Brief: All of the material below is to be restated word for word, apart from the pictures.

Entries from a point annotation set
----------------------------------------

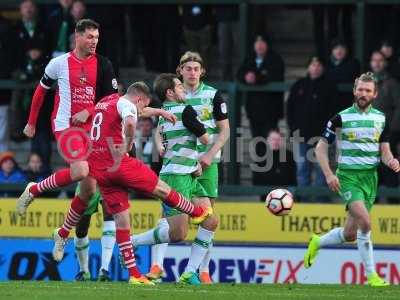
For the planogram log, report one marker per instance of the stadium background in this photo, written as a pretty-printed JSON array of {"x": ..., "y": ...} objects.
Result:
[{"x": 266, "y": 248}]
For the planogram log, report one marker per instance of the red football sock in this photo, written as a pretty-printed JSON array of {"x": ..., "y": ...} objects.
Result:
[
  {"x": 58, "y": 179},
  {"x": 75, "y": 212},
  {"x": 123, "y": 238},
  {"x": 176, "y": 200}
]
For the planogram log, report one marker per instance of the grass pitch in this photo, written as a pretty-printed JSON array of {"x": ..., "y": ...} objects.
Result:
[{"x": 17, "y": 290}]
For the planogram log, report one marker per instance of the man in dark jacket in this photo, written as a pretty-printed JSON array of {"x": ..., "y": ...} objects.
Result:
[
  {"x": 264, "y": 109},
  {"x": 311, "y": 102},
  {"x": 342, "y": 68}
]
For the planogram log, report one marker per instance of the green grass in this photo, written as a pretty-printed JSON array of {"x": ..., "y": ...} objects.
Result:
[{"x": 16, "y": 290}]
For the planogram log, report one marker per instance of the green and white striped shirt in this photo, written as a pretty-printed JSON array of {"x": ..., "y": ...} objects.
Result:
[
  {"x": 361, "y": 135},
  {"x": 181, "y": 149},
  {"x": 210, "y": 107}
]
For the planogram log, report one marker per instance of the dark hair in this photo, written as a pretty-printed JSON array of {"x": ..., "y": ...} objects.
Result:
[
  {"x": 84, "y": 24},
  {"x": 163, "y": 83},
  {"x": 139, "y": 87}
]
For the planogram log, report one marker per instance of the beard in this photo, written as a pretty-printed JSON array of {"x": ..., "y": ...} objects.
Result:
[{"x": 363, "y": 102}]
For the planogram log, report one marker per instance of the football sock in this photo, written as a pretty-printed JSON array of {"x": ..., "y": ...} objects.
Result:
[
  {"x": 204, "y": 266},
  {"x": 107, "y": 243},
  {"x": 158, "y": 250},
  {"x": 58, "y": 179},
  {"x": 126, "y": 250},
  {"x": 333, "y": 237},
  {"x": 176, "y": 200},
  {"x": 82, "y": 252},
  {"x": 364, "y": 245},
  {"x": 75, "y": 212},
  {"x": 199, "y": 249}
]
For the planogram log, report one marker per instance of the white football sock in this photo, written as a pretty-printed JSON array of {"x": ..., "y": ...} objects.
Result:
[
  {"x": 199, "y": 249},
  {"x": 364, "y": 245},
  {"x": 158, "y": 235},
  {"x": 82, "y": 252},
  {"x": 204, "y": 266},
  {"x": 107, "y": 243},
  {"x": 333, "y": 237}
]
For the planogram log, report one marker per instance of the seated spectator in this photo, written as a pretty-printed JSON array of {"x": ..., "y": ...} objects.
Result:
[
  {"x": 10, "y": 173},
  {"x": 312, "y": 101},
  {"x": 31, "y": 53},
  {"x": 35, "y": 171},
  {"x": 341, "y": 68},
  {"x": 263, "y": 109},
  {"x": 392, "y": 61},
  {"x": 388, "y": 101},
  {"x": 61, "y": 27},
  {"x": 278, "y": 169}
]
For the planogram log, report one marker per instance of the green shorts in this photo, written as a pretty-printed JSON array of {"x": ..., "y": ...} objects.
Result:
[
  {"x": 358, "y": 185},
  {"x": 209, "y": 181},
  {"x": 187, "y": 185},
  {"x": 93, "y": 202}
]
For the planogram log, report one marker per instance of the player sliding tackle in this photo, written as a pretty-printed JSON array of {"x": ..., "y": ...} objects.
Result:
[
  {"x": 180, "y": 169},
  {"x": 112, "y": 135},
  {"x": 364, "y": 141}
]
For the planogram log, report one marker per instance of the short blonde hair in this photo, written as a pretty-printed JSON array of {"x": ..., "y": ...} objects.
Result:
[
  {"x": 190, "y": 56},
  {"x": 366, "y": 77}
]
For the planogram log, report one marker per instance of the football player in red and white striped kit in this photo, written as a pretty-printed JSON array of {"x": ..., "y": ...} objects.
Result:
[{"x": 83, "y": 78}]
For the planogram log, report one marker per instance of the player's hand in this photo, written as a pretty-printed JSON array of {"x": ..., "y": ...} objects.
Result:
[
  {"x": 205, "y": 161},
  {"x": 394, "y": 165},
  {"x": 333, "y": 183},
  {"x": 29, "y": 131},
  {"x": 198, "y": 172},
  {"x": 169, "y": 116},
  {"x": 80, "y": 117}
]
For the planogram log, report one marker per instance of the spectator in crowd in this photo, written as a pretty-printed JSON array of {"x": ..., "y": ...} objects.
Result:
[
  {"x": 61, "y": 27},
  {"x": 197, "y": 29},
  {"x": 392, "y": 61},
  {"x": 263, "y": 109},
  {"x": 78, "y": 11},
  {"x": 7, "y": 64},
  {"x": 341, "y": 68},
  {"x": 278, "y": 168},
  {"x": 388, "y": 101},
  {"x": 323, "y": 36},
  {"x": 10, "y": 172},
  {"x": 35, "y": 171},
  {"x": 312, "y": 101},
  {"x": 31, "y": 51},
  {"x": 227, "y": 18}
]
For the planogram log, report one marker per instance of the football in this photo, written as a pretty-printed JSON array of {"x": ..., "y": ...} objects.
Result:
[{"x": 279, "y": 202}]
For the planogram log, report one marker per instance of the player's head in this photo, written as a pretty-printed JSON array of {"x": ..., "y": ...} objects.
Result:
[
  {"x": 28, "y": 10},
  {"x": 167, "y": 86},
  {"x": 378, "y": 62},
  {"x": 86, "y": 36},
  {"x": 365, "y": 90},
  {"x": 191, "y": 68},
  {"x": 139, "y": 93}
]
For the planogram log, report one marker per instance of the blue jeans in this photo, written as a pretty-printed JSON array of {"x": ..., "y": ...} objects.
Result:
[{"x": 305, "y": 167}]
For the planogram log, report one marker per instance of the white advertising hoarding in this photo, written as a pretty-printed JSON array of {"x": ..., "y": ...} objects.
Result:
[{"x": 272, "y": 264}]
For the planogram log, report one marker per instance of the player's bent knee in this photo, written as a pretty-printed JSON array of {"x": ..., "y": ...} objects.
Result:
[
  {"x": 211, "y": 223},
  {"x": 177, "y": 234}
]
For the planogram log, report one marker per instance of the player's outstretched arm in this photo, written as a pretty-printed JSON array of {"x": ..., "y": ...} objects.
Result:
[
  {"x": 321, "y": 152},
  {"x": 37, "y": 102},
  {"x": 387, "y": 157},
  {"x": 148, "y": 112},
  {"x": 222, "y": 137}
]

----------------------------------------

Reply:
For the planogram log, report one marker per instance of the stadium background in this photo, written as a pretty-printed JSON array of {"x": ..., "y": ...} objects.
Result:
[{"x": 266, "y": 248}]
For the planogram log, report one marker per instance of the red football sock in this photo, written as a pretty-printed JSON array of {"x": ..., "y": ...} objects.
Result:
[
  {"x": 58, "y": 179},
  {"x": 75, "y": 212},
  {"x": 123, "y": 238},
  {"x": 176, "y": 200}
]
For the planogram log, report one marker per instance of the grass pitch in this photo, written as a pretty-printed JSON array of {"x": ..., "y": ...} objects.
Result:
[{"x": 17, "y": 290}]
For the planogram log, report one marker per instance of the man in dark jacket in this photo, written as a pretty-printed JSON array of {"x": ..., "y": ...} objects.
Result:
[
  {"x": 264, "y": 109},
  {"x": 311, "y": 102},
  {"x": 342, "y": 68}
]
For the planogram log, report one marker per instance of the green grass in this photo, written as a pretty-printed JSON array of {"x": ..., "y": ...} objects.
Result:
[{"x": 16, "y": 290}]
For the planogram log, report one marker per instance of the green and white striped shirt in this photo, written as a pretty-printed JSON array of {"x": ..., "y": ...} objects.
Result:
[
  {"x": 361, "y": 135},
  {"x": 181, "y": 149},
  {"x": 210, "y": 107}
]
For the planogram log, report one marker per instance of the dark hair in this photo, written as a pretty-printed JSON array of {"x": ..., "y": ...} objects.
Result:
[
  {"x": 84, "y": 24},
  {"x": 163, "y": 83},
  {"x": 139, "y": 87}
]
For the planogram log, report one marker per instance of the beard in this photo, written as a pretty-printed JSON array of {"x": ..., "y": ...} objects.
Result:
[{"x": 363, "y": 102}]
For the planogram log, report one marker per instance of the football sock in this photo, written as a pretty-printed JSON array of {"x": ..., "y": ...} objects.
Result:
[
  {"x": 204, "y": 266},
  {"x": 107, "y": 243},
  {"x": 158, "y": 250},
  {"x": 58, "y": 179},
  {"x": 126, "y": 250},
  {"x": 333, "y": 237},
  {"x": 176, "y": 200},
  {"x": 82, "y": 252},
  {"x": 364, "y": 245},
  {"x": 75, "y": 212},
  {"x": 199, "y": 249}
]
For the planogram log, report one marker per instance of the white football sock in this photo, written as a pretty-printed JSON array of {"x": ..., "y": ...} objects.
Result:
[
  {"x": 199, "y": 249},
  {"x": 364, "y": 245},
  {"x": 158, "y": 235},
  {"x": 82, "y": 252},
  {"x": 204, "y": 266},
  {"x": 107, "y": 243},
  {"x": 333, "y": 237}
]
For the planogram log, report one marker per instance of the seated spectator in this photo, written as a pretty-printed JSON array of {"x": ..., "y": ...} objects.
Result:
[
  {"x": 10, "y": 173},
  {"x": 312, "y": 101},
  {"x": 31, "y": 53},
  {"x": 35, "y": 171},
  {"x": 341, "y": 68},
  {"x": 263, "y": 109},
  {"x": 392, "y": 61},
  {"x": 388, "y": 101},
  {"x": 61, "y": 27},
  {"x": 278, "y": 169}
]
For the planogram log, report one marker per instance of the green shorts in this photo, written as a pretty-printed JSON array of {"x": ..., "y": ...} objects.
Result:
[
  {"x": 358, "y": 185},
  {"x": 209, "y": 181},
  {"x": 187, "y": 185},
  {"x": 93, "y": 202}
]
For the planogram log, report one marker per instance of the player sliding tackle in this photo, written as a pretty-printed JSON array of {"x": ..., "y": ...} objects.
Result:
[
  {"x": 180, "y": 169},
  {"x": 112, "y": 135},
  {"x": 364, "y": 141}
]
For the planogram log, report one marker per instance of the short blonde hair in this photo, written as a pretty-printed JSON array of {"x": ..., "y": ...} objects.
Result:
[
  {"x": 190, "y": 56},
  {"x": 366, "y": 77}
]
For the planogram log, report one marker per instance of the football player in red and white striped kit in this photo, written as a pretty-printed JSON array of {"x": ..., "y": ...} objects.
Result:
[{"x": 83, "y": 78}]
For the planogram log, report one marker per instance of the player's hand in this photo, written as a pretty-printed JSON array of {"x": ..., "y": ...} objects.
Result:
[
  {"x": 205, "y": 161},
  {"x": 394, "y": 165},
  {"x": 333, "y": 183},
  {"x": 29, "y": 131},
  {"x": 198, "y": 172},
  {"x": 169, "y": 116},
  {"x": 80, "y": 117}
]
For the planogram log, report one marker per instance of the spectator in crowd in this photo, written as a pretty-printed JSON array of {"x": ..., "y": ...} objects.
Result:
[
  {"x": 61, "y": 27},
  {"x": 197, "y": 29},
  {"x": 392, "y": 61},
  {"x": 263, "y": 109},
  {"x": 78, "y": 11},
  {"x": 7, "y": 64},
  {"x": 341, "y": 68},
  {"x": 278, "y": 168},
  {"x": 388, "y": 101},
  {"x": 323, "y": 36},
  {"x": 10, "y": 172},
  {"x": 35, "y": 171},
  {"x": 312, "y": 101},
  {"x": 31, "y": 51},
  {"x": 227, "y": 18}
]
For the planogram log, report one marker per instance of the football in this photo, written as a pretty-printed JSON array of {"x": ..., "y": ...} objects.
Result:
[{"x": 279, "y": 202}]
For the planogram log, report one marker per instance of the player's head in this photo, written as a pretty-printed JSON array of {"x": ..., "y": ...} objects.
Result:
[
  {"x": 28, "y": 10},
  {"x": 167, "y": 86},
  {"x": 378, "y": 62},
  {"x": 86, "y": 36},
  {"x": 365, "y": 90},
  {"x": 191, "y": 68},
  {"x": 139, "y": 93}
]
For the planogram log, report one marker per instance of the blue jeans in this photo, written as a pretty-printed JSON array of {"x": ..., "y": ...} objects.
Result:
[{"x": 305, "y": 167}]
For the planogram log, report one marker per instance of the white advertising hoarding in this photo, written as a pretty-printed JSON array of {"x": ..., "y": ...} objects.
Result:
[{"x": 272, "y": 264}]
For the planogram log, report one marker per instance of the player's bent knee in this photo, written as a pretty-printed JSON array of {"x": ..., "y": ...} objects.
Result:
[
  {"x": 211, "y": 223},
  {"x": 177, "y": 234}
]
For the planogram log, report one marker per instance of the player's outstretched arm in this photo, written as a pretty-printed JSON array of {"x": ..., "y": ...} objects.
Result:
[
  {"x": 321, "y": 152},
  {"x": 37, "y": 102},
  {"x": 387, "y": 157},
  {"x": 148, "y": 112},
  {"x": 222, "y": 137}
]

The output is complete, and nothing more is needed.